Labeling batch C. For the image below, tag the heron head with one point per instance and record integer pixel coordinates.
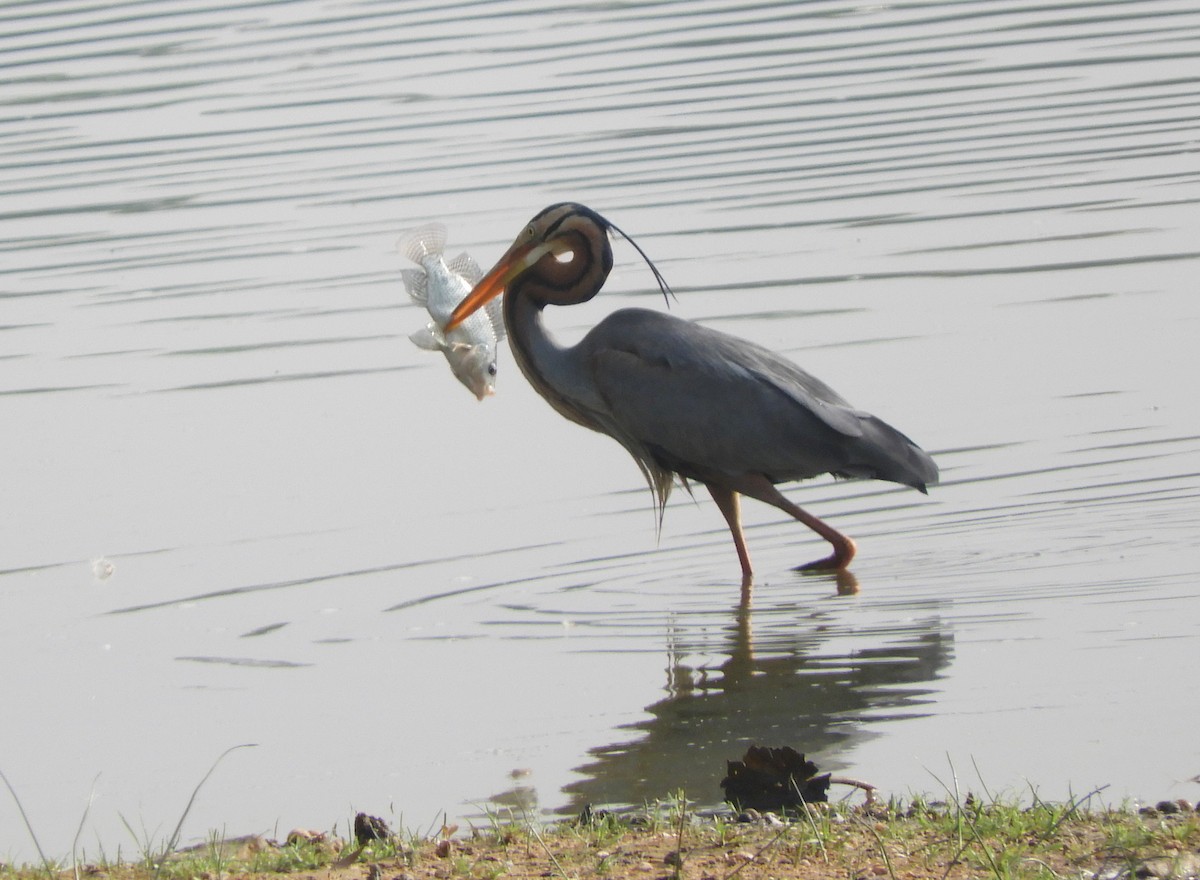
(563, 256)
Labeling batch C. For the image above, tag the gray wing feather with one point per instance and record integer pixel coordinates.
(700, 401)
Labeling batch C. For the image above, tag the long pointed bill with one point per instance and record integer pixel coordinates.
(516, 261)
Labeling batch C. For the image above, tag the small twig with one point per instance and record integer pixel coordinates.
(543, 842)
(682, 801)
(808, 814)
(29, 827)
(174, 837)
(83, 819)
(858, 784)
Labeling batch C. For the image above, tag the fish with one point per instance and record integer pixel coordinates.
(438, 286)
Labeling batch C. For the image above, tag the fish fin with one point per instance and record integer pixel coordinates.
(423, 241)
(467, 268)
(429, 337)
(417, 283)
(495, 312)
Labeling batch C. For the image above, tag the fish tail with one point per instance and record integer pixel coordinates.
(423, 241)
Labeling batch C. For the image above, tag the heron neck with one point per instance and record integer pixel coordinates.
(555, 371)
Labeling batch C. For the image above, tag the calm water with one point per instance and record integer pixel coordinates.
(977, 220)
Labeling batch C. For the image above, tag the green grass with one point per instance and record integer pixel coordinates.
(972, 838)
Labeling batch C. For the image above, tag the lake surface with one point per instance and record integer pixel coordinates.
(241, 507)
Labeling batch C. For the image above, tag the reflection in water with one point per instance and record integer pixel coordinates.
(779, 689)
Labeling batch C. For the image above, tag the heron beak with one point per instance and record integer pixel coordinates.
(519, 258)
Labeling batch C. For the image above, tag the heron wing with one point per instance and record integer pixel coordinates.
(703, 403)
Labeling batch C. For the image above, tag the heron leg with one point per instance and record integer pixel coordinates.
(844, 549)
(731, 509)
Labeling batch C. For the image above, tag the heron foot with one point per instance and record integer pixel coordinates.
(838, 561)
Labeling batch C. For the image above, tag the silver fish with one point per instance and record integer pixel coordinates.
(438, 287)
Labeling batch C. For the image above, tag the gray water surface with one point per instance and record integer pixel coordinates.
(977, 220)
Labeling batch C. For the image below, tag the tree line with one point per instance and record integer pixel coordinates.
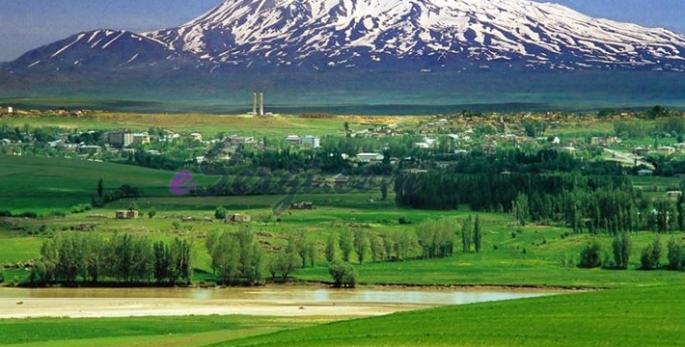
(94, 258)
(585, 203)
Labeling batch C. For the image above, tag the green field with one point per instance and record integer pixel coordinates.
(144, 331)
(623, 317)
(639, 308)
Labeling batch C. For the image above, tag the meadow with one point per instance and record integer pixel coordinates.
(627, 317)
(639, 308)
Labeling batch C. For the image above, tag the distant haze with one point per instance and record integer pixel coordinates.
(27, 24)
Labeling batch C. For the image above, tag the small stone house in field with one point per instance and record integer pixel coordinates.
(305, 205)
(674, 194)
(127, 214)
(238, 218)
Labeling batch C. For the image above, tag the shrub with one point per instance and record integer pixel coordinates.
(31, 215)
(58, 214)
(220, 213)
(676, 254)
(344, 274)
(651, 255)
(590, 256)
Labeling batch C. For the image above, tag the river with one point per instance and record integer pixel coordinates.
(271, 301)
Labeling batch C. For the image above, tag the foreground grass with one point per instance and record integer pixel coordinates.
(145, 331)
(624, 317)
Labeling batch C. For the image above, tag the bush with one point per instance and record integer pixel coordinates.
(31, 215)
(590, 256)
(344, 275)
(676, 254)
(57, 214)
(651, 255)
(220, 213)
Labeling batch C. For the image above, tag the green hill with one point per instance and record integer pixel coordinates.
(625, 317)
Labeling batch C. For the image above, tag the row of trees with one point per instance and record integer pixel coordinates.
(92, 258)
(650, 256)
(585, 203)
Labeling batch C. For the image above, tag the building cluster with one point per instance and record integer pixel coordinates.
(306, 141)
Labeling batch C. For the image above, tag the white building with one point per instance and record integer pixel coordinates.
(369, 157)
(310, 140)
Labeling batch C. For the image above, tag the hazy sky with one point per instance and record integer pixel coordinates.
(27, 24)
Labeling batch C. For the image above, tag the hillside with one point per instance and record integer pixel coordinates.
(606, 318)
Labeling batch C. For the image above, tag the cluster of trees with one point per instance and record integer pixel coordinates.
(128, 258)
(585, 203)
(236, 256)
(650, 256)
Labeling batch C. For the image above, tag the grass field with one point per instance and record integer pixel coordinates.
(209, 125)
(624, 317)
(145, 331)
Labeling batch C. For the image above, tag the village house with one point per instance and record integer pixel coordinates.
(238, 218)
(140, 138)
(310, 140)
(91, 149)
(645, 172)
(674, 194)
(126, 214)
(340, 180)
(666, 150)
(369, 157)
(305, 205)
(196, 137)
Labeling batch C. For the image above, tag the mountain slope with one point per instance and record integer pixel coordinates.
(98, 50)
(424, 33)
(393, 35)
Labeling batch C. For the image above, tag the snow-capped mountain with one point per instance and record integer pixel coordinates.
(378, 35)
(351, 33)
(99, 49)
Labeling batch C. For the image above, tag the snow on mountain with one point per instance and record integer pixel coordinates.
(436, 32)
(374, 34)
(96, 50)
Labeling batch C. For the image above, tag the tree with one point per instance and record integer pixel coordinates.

- - -

• What is being asked:
The answer is the full listing above, reproduced character for character, minus its images.

• Result of the task:
Labeling batch C. For the image below, tag the heron head with one point per instance and record integer pixel coordinates.
(563, 256)
Labeling batch C. For the image above, tag the gray wing feather with one point per instance and record integer pixel coordinates.
(700, 401)
Labeling batch C. For the image above, tag the long pointed bill with one point per instance and record integer pixel coordinates.
(516, 261)
Labeling batch C. For the image above, tag the small twig with one point per instance and record integer pixel coordinates.
(543, 842)
(682, 801)
(808, 814)
(29, 827)
(174, 837)
(83, 819)
(858, 784)
Labeling batch C. For the image above, tag the fish with one point per instance and record integer pixel coordinates.
(438, 286)
Labeling batch C. For the image above, tag the fish fin with one point per instance and record integer pixel coordinates.
(423, 241)
(467, 268)
(429, 337)
(417, 283)
(495, 312)
Labeling batch C. For the image above, tag the fish tail with one point per instance and record integer pixel coordinates.
(423, 241)
Labeling batch C. For the image above, tag the heron neck with one point per instance and record integer pixel coordinates.
(555, 371)
Labeling batch C. For the image above, tag the calm water with one point per instance and record integer pixel coordinates.
(977, 220)
Labeling batch C. For the image above, tag the green grass with one point per instance and record integer pixel coordinates.
(972, 838)
Labeling batch C. For the image above, tag the lake surface with one point per instance and record integer pixel coordinates.
(241, 507)
Labeling batch C. For the image above, tag the reflection in water with one point per instance and record integer pixel coordinates.
(779, 689)
Labeling batch C. For the image above, tag the heron beak with one point per instance and record integer pixel coordinates.
(519, 258)
Labeling batch C. For the image above, tag the heron wing with one point per instance and record integer pixel coordinates.
(703, 403)
Labeling batch C. For the image above, tag the heron leg with one point per instance and record integer pixel coordinates.
(844, 549)
(731, 509)
Labeling batch C. For the image above, tag the heron foot with one point per instance and record integer pixel coordinates.
(838, 561)
Labeling batch C. For the image above, tag the silver fish with one point per instance and record integer pixel coordinates.
(438, 287)
Labeling batch C. For the image above, tag the gray water surface with one point per instance and record integer pixel coordinates.
(977, 220)
Labeling batch C. For the image below, tag the tree line with one point per instance and record integer pixel coordinates.
(94, 258)
(585, 203)
Labeling batch C. For the image above, tag the green field with one point per instance and record integer pixel coordinates.
(144, 331)
(623, 317)
(639, 308)
Labeling batch C. For the image above, tag the meadow with one point per instance and record integer pixel coordinates.
(627, 317)
(639, 308)
Labeling batch C. For the image above, tag the distant haze with one point per instance and record integer pixel coordinates.
(27, 24)
Labeling batch C. For the image above, tag the small stone house in field with one point per instance and record integer pixel coordinates.
(305, 205)
(674, 194)
(127, 214)
(238, 218)
Labeling batch C. For the image above, tag the shrub with one point per instance and record integer pixel coordinates.
(31, 215)
(58, 214)
(220, 213)
(676, 254)
(344, 274)
(651, 255)
(590, 256)
Labeling batch C. For the image above, tag the river with one point per instance and record integer pixel coordinates.
(271, 301)
Labeling batch C. For the image above, tag the foreground grass with one point per instance and record integer pixel coordinates.
(145, 331)
(624, 317)
Labeling batch C. For the image above, tag the bush with one point per instance and record integer pixel coordinates.
(31, 215)
(590, 256)
(344, 275)
(676, 254)
(57, 214)
(651, 255)
(220, 213)
Labeling batch C. For the image above, tag the green hill with one point per instance and record integer pixel coordinates.
(625, 317)
Labeling batch C. For the image above, tag the row of trees with one point per instance and record integer pixel coordinates.
(92, 258)
(650, 256)
(585, 203)
Labeling batch C. For the image above, tag the building cluster with one point per instance and record integer pixel coordinates.
(306, 141)
Labeling batch C. For the image above, tag the white building with one point per instance and record integer pixel coordinates.
(369, 157)
(310, 140)
Labeling batch C. For the image above, tag the hazy sky with one point per instance and record integer pixel coordinates.
(27, 24)
Labeling batch C. For the image above, tag the hillside with one point per instance and record integer pixel coordinates.
(606, 318)
Labeling batch C. For the image above, tag the cluster of trees with one point per instance and record integer pixel coordinates.
(128, 258)
(585, 203)
(236, 256)
(650, 256)
Labeling batch C. For the image above, tag the grass field with one point per instance and record integer pixel coordinates.
(209, 125)
(624, 317)
(145, 331)
Labeling batch C. For the image above, tag the village house with one point per instance and record integer pixel coordinates.
(238, 218)
(140, 138)
(310, 140)
(91, 149)
(645, 172)
(674, 194)
(126, 214)
(340, 180)
(666, 150)
(369, 157)
(305, 205)
(196, 137)
Labeling batch C. For the image above, tag the mountain slope with one point per instance and record integer pixel coordinates.
(98, 50)
(424, 33)
(393, 35)
Labeling batch C. For the image above, tag the snow-capped mountain with one point per instance and record integer pixel coordinates.
(378, 35)
(351, 33)
(99, 49)
Labeling batch C. For the image above, tag the snow on mountain with one point per instance and record integer pixel coordinates.
(436, 32)
(374, 34)
(96, 50)
Labeling batch C. For the image above, tag the tree with one point per instance and record integer pixel coordinates.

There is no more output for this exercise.